Set problem
Write out the listing in full, matching it word for word.

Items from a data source
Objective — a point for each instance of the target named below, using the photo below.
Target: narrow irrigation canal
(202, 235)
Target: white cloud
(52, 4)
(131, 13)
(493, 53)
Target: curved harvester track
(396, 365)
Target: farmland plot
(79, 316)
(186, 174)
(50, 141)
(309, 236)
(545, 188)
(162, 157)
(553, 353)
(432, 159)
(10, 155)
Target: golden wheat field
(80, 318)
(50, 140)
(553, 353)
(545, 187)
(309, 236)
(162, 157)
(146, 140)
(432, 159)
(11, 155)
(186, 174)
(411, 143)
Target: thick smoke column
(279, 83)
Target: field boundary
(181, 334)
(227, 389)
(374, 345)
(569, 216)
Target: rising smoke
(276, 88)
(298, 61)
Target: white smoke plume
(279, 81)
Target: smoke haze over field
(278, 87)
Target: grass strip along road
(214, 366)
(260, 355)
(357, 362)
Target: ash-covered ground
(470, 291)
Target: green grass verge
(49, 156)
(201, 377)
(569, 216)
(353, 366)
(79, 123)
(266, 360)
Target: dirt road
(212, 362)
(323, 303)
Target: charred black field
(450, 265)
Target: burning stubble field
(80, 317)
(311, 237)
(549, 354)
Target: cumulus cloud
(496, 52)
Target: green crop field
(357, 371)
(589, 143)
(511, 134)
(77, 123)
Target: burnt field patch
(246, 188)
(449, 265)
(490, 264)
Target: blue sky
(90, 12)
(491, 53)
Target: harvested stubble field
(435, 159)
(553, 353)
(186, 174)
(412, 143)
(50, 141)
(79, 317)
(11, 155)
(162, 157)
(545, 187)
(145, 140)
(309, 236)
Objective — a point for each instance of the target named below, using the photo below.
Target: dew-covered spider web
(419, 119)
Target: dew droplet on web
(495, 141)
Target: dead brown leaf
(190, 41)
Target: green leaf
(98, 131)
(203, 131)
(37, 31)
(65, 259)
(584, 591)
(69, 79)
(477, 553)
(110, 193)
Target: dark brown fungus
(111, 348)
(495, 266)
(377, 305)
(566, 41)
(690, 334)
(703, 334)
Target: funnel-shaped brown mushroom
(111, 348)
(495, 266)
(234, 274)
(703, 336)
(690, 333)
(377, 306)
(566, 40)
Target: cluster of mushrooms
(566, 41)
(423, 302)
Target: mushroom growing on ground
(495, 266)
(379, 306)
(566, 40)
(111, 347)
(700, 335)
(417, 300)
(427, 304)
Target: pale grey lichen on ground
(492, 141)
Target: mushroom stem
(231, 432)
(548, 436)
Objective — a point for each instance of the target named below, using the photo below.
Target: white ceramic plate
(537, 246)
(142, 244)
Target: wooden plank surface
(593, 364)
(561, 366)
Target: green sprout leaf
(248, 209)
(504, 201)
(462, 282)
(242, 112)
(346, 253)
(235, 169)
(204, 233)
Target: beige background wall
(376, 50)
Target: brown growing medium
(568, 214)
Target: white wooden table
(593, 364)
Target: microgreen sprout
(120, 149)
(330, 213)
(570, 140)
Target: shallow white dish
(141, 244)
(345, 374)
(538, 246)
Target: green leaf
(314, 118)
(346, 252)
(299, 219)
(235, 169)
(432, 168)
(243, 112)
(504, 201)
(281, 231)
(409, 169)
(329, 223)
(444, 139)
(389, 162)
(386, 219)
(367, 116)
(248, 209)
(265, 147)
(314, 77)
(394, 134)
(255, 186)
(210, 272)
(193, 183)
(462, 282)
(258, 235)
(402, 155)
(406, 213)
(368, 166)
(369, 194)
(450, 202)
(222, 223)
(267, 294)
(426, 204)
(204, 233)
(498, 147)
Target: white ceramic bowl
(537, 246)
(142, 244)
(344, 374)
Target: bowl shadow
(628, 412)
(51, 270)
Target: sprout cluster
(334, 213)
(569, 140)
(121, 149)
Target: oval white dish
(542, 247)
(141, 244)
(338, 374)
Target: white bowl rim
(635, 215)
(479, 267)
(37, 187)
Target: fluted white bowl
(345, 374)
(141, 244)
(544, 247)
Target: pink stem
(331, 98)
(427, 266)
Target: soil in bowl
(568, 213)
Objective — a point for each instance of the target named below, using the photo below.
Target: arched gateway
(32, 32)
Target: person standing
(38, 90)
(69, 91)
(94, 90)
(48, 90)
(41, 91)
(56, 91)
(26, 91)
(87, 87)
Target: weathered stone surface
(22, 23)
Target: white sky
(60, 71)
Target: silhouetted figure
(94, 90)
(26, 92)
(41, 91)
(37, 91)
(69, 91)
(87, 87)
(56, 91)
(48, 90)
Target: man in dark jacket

Exercise answer
Objective — a point for each instance of the target named below, using the photo below.
Target: narrow irrigation canal
(202, 235)
Target: white cloud
(52, 4)
(131, 13)
(493, 53)
Target: curved harvester track
(396, 365)
Target: farmland plot
(79, 316)
(186, 174)
(50, 141)
(309, 236)
(545, 188)
(162, 157)
(553, 353)
(432, 159)
(10, 155)
Target: golden wheat field
(80, 318)
(50, 140)
(553, 353)
(545, 187)
(309, 236)
(162, 157)
(146, 140)
(432, 159)
(11, 155)
(186, 174)
(411, 143)
Target: thick smoke column
(279, 83)
Target: field boundary
(181, 334)
(227, 389)
(374, 345)
(569, 216)
Target: rising smoke
(276, 88)
(298, 61)
Target: white smoke plume
(279, 81)
Target: smoke haze over field
(278, 87)
Target: grass strip along road
(214, 366)
(260, 355)
(357, 362)
Target: ash-covered ground
(470, 291)
Target: green grass verge
(49, 156)
(201, 377)
(569, 216)
(353, 366)
(79, 123)
(266, 360)
Target: dirt road
(212, 362)
(323, 303)
Target: charred black field
(450, 265)
Target: burning stubble field
(80, 317)
(311, 237)
(549, 354)
Target: cumulus cloud
(496, 52)
Target: green crop field
(357, 371)
(589, 143)
(511, 134)
(77, 123)
Target: burnt field patch
(246, 188)
(449, 265)
(490, 264)
Target: blue sky
(90, 12)
(491, 53)
Target: harvested stubble field
(435, 159)
(553, 353)
(186, 174)
(412, 143)
(50, 141)
(79, 317)
(11, 155)
(162, 157)
(545, 187)
(145, 140)
(309, 236)
Objective — a point for each instance of the target named below, using the photo below.
Target: dew-covered spider web
(419, 119)
Target: dew droplet on web
(495, 141)
Target: dead brown leaf
(190, 41)
Target: green leaf
(98, 131)
(203, 131)
(37, 31)
(65, 259)
(584, 591)
(69, 79)
(477, 553)
(110, 193)
Target: dark brown fungus
(111, 348)
(495, 266)
(377, 305)
(566, 41)
(690, 334)
(703, 334)
Target: funnel-shaped brown mushroom
(111, 348)
(495, 266)
(234, 274)
(703, 336)
(690, 333)
(377, 306)
(566, 40)
Target: cluster of mushrooms
(566, 41)
(423, 302)
Target: mushroom growing on ground
(495, 266)
(379, 306)
(566, 40)
(111, 347)
(700, 335)
(417, 300)
(427, 304)
Target: pale grey lichen on ground
(492, 141)
Target: mushroom stem
(231, 432)
(548, 436)
Objective — a point for each instance of the target named below, using the photo below.
Target: white ceramic plate
(537, 246)
(142, 244)
Target: wooden plank surface
(593, 364)
(561, 366)
Target: green sprout leaf
(248, 209)
(504, 201)
(462, 282)
(242, 112)
(346, 253)
(235, 169)
(204, 233)
Target: beige background wall
(376, 50)
Target: brown growing medium
(568, 214)
Target: white wooden table
(593, 364)
Target: microgreen sprout
(120, 149)
(330, 213)
(570, 140)
Target: shallow white dish
(141, 244)
(345, 374)
(538, 246)
Target: green leaf
(314, 118)
(346, 252)
(299, 219)
(235, 169)
(432, 168)
(243, 112)
(504, 201)
(281, 231)
(409, 169)
(329, 223)
(444, 139)
(389, 162)
(386, 219)
(367, 116)
(248, 209)
(265, 147)
(314, 77)
(394, 134)
(255, 186)
(210, 272)
(193, 183)
(462, 282)
(258, 235)
(402, 155)
(406, 213)
(368, 166)
(369, 194)
(450, 202)
(222, 223)
(267, 294)
(426, 204)
(204, 233)
(498, 147)
Target: white ceramic bowl
(537, 246)
(142, 244)
(344, 374)
Target: bowl shadow
(628, 412)
(51, 270)
Target: sprout cluster
(334, 213)
(569, 140)
(121, 149)
Target: oval white dish
(542, 247)
(141, 244)
(338, 374)
Target: white bowl rim
(635, 215)
(479, 267)
(37, 187)
Target: fluted white bowl
(345, 374)
(141, 244)
(544, 247)
Target: pink stem
(331, 98)
(427, 266)
Target: soil in bowl
(568, 213)
Objective — a point for each instance of the target named below, using the photo below.
Target: arched gateway
(32, 32)
Target: person standing
(38, 90)
(69, 91)
(94, 90)
(48, 90)
(41, 91)
(56, 91)
(26, 91)
(87, 87)
Target: weathered stone surface
(22, 23)
Target: white sky
(60, 71)
Target: silhouetted figure
(94, 90)
(26, 92)
(41, 91)
(37, 91)
(69, 91)
(87, 87)
(56, 91)
(48, 90)
Target: man in dark jacket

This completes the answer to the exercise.